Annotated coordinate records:
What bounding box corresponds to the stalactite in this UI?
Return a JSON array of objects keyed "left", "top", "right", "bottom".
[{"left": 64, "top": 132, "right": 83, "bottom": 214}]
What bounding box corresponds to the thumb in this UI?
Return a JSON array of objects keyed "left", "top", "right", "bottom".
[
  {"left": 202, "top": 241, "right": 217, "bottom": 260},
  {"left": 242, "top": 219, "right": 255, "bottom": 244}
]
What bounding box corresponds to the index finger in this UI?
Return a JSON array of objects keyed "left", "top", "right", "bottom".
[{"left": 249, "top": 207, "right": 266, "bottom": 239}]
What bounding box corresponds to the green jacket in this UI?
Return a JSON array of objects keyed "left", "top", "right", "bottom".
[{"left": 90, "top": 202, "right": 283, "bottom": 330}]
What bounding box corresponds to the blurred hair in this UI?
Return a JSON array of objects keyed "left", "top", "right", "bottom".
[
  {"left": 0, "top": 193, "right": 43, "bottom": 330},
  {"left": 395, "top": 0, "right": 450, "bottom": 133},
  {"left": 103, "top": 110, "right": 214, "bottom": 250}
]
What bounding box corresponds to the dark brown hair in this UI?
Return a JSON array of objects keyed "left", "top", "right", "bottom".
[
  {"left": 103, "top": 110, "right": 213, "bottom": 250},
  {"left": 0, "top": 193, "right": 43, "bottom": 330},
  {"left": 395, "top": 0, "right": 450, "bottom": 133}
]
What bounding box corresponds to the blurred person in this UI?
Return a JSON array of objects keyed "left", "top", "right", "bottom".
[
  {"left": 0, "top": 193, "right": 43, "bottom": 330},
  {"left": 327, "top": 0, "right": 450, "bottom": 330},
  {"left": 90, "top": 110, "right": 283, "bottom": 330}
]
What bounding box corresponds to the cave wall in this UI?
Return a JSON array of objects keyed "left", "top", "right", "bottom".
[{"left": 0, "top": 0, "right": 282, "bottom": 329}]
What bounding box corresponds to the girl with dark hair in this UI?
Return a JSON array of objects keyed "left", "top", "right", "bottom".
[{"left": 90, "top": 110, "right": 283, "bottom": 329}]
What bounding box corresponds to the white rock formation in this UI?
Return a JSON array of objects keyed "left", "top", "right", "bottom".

**YOUR GOAL**: Please copy out all of the records above verbatim, line for line, with nothing changed.

**PROBLEM SOLUTION**:
What bounding box corresponds to the stalactite in this UI?
Return a JSON array of objects keyed "left", "top", "right", "bottom".
[{"left": 64, "top": 132, "right": 83, "bottom": 214}]
What bounding box corresponds to the thumb in this UI?
Return a JSON array of objects keyed "left", "top", "right", "bottom".
[
  {"left": 202, "top": 241, "right": 217, "bottom": 260},
  {"left": 242, "top": 219, "right": 255, "bottom": 244}
]
What bounding box corresponds to the index finger in this UI?
Return a JSON array of objects keyed "left", "top", "right", "bottom".
[{"left": 249, "top": 207, "right": 266, "bottom": 239}]
What bounding box corresponds to the green jacket in this UI?
Return a JSON array of objects keyed "left", "top", "right", "bottom".
[{"left": 90, "top": 202, "right": 283, "bottom": 330}]
What bounding box corresponds to the blurred hair in this UI?
Return a JSON array of objects keyed "left", "top", "right", "bottom".
[
  {"left": 0, "top": 193, "right": 43, "bottom": 330},
  {"left": 395, "top": 0, "right": 450, "bottom": 133},
  {"left": 103, "top": 110, "right": 214, "bottom": 250}
]
What bounding box corresponds to the dark brown hair in this UI?
Return a JSON array of objects keyed "left", "top", "right", "bottom".
[
  {"left": 103, "top": 110, "right": 213, "bottom": 250},
  {"left": 0, "top": 193, "right": 43, "bottom": 330},
  {"left": 395, "top": 0, "right": 450, "bottom": 133}
]
What bounding box corresponds to the blurred person in this UI?
Return a JSON array of objects keyed "left", "top", "right", "bottom".
[
  {"left": 0, "top": 193, "right": 43, "bottom": 330},
  {"left": 327, "top": 0, "right": 450, "bottom": 330},
  {"left": 90, "top": 110, "right": 283, "bottom": 330}
]
What bounding box corresponds to the cave wall in this UI?
Return a JSON array of objects keyed "left", "top", "right", "bottom".
[{"left": 0, "top": 0, "right": 282, "bottom": 329}]
What bounding box corresponds to the girl with dark hair in this UI?
Return a JSON array of objects keyed "left", "top", "right", "bottom".
[{"left": 90, "top": 110, "right": 283, "bottom": 329}]
What bounding box corresponds to the white rock formation in this UI?
Return a JSON array of objects keyed "left", "top", "right", "bottom".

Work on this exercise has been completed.